• [TASK INPUT]:

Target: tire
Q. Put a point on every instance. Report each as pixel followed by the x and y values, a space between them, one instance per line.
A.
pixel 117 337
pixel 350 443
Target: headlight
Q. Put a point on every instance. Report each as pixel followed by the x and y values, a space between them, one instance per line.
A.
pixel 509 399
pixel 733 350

• [TASK DIRECTIONS]: Give the records above again, word for word.

• [RESPONSE BOX]:
Target: tire
Q. Put a point on every instance. Report each as pixel followed by the x and y values, a space between them, one instance per line.
A.
pixel 117 337
pixel 350 443
Target: headlight
Q. Put a point on every instance. Report each as pixel followed by the x and y values, a space between them, one instance per line.
A.
pixel 509 399
pixel 733 350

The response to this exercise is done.